** begin **

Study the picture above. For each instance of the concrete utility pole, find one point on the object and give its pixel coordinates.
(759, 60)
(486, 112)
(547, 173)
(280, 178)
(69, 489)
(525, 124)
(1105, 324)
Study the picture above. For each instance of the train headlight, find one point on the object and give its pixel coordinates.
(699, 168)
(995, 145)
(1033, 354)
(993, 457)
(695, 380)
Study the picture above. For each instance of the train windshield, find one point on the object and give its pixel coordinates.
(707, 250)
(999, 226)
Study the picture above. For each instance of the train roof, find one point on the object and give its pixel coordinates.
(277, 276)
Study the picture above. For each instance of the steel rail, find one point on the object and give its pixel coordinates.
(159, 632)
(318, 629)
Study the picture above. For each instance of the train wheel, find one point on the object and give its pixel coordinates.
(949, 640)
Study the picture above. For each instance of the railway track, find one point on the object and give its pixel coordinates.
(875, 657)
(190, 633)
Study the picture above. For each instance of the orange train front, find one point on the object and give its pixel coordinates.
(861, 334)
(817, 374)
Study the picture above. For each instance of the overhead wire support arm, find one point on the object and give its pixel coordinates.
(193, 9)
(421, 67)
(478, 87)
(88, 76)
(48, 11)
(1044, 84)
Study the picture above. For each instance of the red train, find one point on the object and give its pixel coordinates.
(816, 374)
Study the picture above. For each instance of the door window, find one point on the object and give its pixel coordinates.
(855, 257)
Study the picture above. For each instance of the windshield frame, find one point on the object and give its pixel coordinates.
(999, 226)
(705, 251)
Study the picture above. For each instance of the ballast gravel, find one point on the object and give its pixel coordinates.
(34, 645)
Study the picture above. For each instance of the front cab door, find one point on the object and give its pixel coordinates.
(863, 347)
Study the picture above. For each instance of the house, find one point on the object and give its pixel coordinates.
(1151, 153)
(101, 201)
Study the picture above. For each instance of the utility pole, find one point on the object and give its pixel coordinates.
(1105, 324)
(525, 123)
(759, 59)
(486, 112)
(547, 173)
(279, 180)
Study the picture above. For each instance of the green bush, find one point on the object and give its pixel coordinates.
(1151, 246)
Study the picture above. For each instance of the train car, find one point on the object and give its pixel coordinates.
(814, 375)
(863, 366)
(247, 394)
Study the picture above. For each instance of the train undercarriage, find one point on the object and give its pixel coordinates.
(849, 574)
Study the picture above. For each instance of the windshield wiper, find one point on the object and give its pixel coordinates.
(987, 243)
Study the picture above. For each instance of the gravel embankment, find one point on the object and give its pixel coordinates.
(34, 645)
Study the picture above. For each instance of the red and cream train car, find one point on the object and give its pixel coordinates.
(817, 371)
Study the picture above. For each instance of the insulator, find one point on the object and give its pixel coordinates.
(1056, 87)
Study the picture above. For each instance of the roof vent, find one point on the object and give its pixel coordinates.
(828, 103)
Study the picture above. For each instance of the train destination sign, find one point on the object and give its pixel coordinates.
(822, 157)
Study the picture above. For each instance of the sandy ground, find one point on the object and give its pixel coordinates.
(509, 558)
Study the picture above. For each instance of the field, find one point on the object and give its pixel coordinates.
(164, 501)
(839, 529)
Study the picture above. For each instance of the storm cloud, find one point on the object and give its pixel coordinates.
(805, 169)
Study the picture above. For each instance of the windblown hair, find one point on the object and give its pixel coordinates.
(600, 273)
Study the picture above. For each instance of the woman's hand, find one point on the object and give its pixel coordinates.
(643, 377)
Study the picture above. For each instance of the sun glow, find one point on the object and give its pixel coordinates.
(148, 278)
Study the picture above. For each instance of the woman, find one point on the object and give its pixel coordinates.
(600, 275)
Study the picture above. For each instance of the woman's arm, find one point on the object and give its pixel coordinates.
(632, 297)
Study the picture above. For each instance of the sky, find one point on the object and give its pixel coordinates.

** end **

## THE TASK
Exactly as written, give again every line from the one containing "the train destination" through the last line of the material above, and no other lines.

## THE REPLY
Study the picture above. For each instance of the train destination sign, find one point on the object and give its pixel coordinates.
(822, 157)
Study the picture above. For each instance of the sandy ground, find one point on the object and give its pixel coordinates.
(509, 558)
Study the picture above. For each instance of the field, find one point on the object and give its pixel coordinates.
(164, 501)
(839, 529)
Study the picture above. For each instance of the storm cloud, find one point on the object and give its pixel coordinates.
(805, 169)
Study the picture above. For each instance of the windblown hair, find one point on the object and give its pixel coordinates.
(600, 273)
Study the picture above. For each instance of the woman's hand, find one point on the object and give its pixel coordinates.
(643, 377)
Study the picture above. For each instance of the sun glow, find one point on the object and give its pixel coordinates.
(148, 278)
Study the picture above. For each instance of the woman, find one point on the object and give its pixel coordinates.
(600, 275)
Study the picture above. For each instance of the woman's arm, find one point on the object and give its pixel coordinates.
(632, 297)
Study the picture above. For each instance of the sky, find one point on the object and give its pixel coordinates.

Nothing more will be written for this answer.